_INSTRUCTION 1_. Edit the tsunami text starting at "Most strong earthquakes" and ending at "into the ocean." so that "continental plate" becomes "land plate", and write out that stretch in full.

_PAGE_.
= = = =

The word “tsunami” comprises the Japanese words”tsu” (meaning harbour) and “nami” (meaning wave). A tsunami is a series of enormous waves created by an underwater disturbance usually associated with earthquakes occurring below or near the ocean.

Volcanic eruptions, submarine landslides, and coastal rock falls can also generate a tsunami, as can a large asteroid impacting the ocean. They originate from a vertical movement of the sea floor with the consequent displacement of water mass.

Tsunami waves often look like walls of water and can attack the shoreline and be dangerous for hours, with waves coming every 5 to 60 minutes.

The first wave may not be the largest, and often it is the 2nd, 3rd, 4th or even later waves that are the biggest. After one wave inundates, or floods inland, it recedes seaward often as far as a person can see so the seafloor is exposed. The next wave then rushes ashore within minutes and carries with it many floating debris that were destroyed by previous waves. When waves enter harbors, very strong and dangerous water currents are generated that can easily break ship moorings, and bores that travel far inland can be formed when tsunamis entire rivers or other waterway channels.

What are the causes of tsunamis?

1. Earthquakes

It can be generated by movements along fault zones associated with plate boundaries. The region where two plates come in contact is a plate boundary, and the way in which one plate moves relative to another determines the type of boundary:

  • spreading, where two plates move away from each other;
  • subduction, where two plates move towards each other and one slides beneath the other;
  • transform where two plates slide horizontally past each other.

Most strong earthquakes occur in subduction zones where an ocean plate slides under a continental plate or another younger ocean plate.

All earthquakes do not cause tsunamis. There are four conditions necessary for an earthquake to cause a tsunami:

  1. The earthquake must occur beneath the ocean or cause the material to slide into the ocean.
  2. The earthquake must be strong, at least magnitude6.5 on the Richter Scale
  3. The earthquake must rupture the Earth’s surface and it must occur at shallow depth – less than 70km below the surface of the Earth.
  4. The earthquake must cause vertical movement of the seafloor (up to several meters).

(source: http://weready.org/tsunami/index.php?option=com_content&view=article&id=8&Itemid=2 from – CDEMA[Carribean Disaster Emergency Management Agency])

2. Landslides

A landslide that occurs along the coast can force large amounts of water into the sea, disturbing the water and generate a tsunami. Underwater landslides can also result in tsunamis when the material loosened by the landslide moves violently, pushing the water in front of it.

(source: http://weready.org/tsunami/index.php?option=com_content&view=article&id=8&Itemid=2 from – CDEMA[Carribean Disaster Emergency Management Agency])

= = = =

_INSTRUCTION 2_. Copy the records below word for word, starting at the line that contains "written like (226,45)." and ending at the final line of the records.

(A block of data)
= = = =

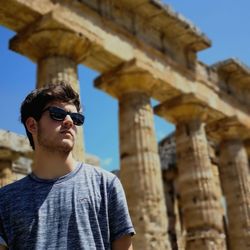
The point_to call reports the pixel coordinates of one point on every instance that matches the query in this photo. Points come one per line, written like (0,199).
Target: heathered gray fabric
(85,209)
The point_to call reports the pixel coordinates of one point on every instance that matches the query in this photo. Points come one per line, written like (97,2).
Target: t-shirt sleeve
(119,218)
(2,234)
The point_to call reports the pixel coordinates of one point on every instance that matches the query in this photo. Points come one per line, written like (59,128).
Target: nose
(68,122)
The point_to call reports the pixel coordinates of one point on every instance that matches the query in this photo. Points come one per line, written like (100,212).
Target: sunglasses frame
(77,118)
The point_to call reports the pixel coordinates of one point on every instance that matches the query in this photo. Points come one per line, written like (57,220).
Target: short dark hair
(36,101)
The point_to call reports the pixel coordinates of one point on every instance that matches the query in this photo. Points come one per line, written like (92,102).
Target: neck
(50,165)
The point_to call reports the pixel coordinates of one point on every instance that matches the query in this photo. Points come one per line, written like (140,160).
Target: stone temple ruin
(206,185)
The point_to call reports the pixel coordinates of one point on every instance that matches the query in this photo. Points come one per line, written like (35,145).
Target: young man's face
(57,136)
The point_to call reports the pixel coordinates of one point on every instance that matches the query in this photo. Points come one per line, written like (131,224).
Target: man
(62,204)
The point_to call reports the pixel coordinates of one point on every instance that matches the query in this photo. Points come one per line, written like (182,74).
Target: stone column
(57,51)
(234,174)
(199,200)
(140,169)
(5,167)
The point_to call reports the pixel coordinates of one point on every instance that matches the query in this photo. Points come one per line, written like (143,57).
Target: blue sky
(225,22)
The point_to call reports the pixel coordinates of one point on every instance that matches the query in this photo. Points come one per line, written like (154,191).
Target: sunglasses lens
(60,114)
(77,118)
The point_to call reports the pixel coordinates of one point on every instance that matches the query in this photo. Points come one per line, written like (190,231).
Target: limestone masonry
(195,194)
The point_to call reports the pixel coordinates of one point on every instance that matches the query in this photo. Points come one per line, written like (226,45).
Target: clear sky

= = = =

_CORRECT RESULT 1_.
Most strong earthquakes occur in subduction zones where an ocean plate slides under a land plate or another younger ocean plate.

All earthquakes do not cause tsunamis. There are four conditions necessary for an earthquake to cause a tsunami:

  1. The earthquake must occur beneath the ocean or cause the material to slide into the ocean.

_CORRECT RESULT 2_.
The point_to call reports the pixel coordinates of one point on every instance that matches the query in this photo. Points come one per line, written like (226,45).
Target: clear sky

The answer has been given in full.